If a line in the data below contains "inside", copy it.

::: Data shown :::

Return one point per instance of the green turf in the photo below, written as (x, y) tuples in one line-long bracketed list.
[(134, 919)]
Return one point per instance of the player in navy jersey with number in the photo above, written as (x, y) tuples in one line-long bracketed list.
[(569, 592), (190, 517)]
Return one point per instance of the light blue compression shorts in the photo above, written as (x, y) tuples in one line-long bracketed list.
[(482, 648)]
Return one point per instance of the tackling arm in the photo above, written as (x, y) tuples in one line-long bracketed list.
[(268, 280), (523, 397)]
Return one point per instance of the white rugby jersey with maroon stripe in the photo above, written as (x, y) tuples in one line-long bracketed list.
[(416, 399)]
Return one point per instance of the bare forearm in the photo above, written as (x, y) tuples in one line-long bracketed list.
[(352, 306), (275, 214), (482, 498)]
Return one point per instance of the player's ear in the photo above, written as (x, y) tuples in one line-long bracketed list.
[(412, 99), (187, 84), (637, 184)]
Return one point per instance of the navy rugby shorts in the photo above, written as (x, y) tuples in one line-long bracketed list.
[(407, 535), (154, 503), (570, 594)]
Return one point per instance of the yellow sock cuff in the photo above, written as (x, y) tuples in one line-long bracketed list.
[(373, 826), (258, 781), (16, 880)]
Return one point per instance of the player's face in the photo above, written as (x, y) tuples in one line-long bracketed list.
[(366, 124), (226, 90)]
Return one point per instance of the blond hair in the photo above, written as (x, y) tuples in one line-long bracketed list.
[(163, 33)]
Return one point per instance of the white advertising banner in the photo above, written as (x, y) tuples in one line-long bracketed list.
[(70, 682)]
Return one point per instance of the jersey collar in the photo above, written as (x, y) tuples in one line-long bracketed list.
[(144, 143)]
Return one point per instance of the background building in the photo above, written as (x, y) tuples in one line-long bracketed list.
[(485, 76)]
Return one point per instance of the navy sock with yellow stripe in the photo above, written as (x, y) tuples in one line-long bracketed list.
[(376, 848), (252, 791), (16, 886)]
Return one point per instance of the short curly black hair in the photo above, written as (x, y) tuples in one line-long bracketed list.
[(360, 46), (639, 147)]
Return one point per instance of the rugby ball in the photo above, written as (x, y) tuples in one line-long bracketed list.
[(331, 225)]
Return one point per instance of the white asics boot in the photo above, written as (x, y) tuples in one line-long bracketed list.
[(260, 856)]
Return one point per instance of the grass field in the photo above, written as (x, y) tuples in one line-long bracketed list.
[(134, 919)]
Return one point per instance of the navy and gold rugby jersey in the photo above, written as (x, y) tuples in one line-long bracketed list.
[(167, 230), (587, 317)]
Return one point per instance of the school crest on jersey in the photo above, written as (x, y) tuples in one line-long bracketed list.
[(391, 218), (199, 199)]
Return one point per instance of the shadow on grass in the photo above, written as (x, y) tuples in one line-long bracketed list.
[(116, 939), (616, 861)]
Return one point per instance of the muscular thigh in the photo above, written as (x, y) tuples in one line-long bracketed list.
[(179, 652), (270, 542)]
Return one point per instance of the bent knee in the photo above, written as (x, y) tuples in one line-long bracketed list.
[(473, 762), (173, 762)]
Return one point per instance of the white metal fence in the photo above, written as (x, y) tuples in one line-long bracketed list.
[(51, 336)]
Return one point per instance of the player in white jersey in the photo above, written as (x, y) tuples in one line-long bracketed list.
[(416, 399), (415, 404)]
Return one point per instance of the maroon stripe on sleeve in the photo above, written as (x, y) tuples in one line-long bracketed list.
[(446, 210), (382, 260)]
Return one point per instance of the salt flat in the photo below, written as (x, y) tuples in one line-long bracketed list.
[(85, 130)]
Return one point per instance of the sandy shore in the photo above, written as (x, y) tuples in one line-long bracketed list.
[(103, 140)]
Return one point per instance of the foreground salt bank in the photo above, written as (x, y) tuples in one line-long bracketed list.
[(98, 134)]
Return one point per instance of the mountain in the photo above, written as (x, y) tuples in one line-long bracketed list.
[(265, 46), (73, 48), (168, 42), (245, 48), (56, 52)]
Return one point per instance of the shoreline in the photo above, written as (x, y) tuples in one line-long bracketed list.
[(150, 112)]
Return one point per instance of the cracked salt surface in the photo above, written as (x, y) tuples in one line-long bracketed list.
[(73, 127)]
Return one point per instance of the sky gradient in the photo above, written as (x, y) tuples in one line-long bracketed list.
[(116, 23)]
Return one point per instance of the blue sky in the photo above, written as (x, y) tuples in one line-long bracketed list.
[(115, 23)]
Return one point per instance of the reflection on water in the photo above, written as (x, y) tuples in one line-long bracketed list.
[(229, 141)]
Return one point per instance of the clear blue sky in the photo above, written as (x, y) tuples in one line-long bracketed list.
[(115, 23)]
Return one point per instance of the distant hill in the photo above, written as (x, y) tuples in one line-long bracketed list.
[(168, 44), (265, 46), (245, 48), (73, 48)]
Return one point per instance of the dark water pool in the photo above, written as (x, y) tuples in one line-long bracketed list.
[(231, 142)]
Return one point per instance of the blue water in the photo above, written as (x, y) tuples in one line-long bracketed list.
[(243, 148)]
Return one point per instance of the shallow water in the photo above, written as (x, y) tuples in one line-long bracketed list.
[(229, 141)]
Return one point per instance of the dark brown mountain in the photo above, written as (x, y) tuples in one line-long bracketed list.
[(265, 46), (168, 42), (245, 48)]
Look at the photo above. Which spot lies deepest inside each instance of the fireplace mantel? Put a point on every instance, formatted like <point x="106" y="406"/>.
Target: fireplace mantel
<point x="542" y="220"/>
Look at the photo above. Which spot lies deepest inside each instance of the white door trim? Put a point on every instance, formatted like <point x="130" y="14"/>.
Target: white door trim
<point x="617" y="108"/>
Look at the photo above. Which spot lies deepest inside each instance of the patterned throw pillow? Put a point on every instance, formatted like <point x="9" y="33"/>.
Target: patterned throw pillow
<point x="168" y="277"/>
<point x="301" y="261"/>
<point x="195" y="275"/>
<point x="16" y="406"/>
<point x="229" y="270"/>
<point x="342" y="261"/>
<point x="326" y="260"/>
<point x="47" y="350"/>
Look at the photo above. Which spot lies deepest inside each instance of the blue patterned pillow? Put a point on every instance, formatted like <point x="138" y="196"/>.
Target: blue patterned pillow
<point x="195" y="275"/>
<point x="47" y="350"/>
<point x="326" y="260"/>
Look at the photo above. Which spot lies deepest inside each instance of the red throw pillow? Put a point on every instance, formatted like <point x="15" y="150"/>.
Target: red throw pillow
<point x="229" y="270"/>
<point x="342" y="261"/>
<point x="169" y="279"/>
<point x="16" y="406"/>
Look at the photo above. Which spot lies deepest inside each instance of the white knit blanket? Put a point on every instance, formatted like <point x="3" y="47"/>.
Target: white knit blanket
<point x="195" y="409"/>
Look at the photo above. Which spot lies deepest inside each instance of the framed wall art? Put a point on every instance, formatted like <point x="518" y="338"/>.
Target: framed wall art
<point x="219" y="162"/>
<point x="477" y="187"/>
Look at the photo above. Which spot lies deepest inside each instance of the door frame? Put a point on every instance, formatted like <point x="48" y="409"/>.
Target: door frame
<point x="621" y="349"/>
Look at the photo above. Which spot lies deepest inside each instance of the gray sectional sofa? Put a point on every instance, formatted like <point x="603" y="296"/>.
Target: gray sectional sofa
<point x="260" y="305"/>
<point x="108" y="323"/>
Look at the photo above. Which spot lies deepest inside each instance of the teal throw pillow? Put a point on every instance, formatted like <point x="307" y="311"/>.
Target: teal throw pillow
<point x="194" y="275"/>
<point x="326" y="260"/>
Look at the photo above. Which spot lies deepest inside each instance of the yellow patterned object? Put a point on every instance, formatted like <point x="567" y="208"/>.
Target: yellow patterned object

:::

Response area:
Look at the photo above. Which spot lies deepest inside each instance of the fireplace mantel? Put a point on every instance, formatted like <point x="106" y="406"/>.
Look at the photo above. Which spot lies deepest inside each instance of the white door trim? Put a point on every instance, formatted like <point x="130" y="14"/>.
Look at the photo above. Which spot lies deepest inside each instance of the patterned throw pillow? Put a point on every instance, formatted like <point x="9" y="33"/>.
Look at the photo above. Which spot lies deepest inside each instance of the blue patterned pillow? Put a point on every instance, formatted like <point x="138" y="196"/>.
Look at the photo above. Which spot lies deepest inside each instance of the red throw pillow? Put a point on every instance, formatted like <point x="15" y="150"/>.
Look at the photo above. Which spot lies deepest inside each instance of the white knit blanket? Put a point on every instance, formatted like <point x="3" y="47"/>.
Look at the photo above. Which spot lies deepest inside each instance of the framed wall art? Put a point on every instance, formatted like <point x="518" y="338"/>.
Look at the photo above. Which spot lies deepest inside each instance of the door frame? Put a point on every instance, formatted like <point x="48" y="409"/>.
Look at the photo above. Which spot lies deepest inside each instance of the gray sectional sofa? Put a point on every instance, formatted like <point x="603" y="296"/>.
Look at the photo above. Which spot lies deepest inside each instance of the teal throw pillow? Put a point on every instance, formatted like <point x="307" y="311"/>.
Look at the photo above. Which spot lies deepest inside each instance of the yellow patterned object? Put a point on every instance, formatted like <point x="567" y="208"/>.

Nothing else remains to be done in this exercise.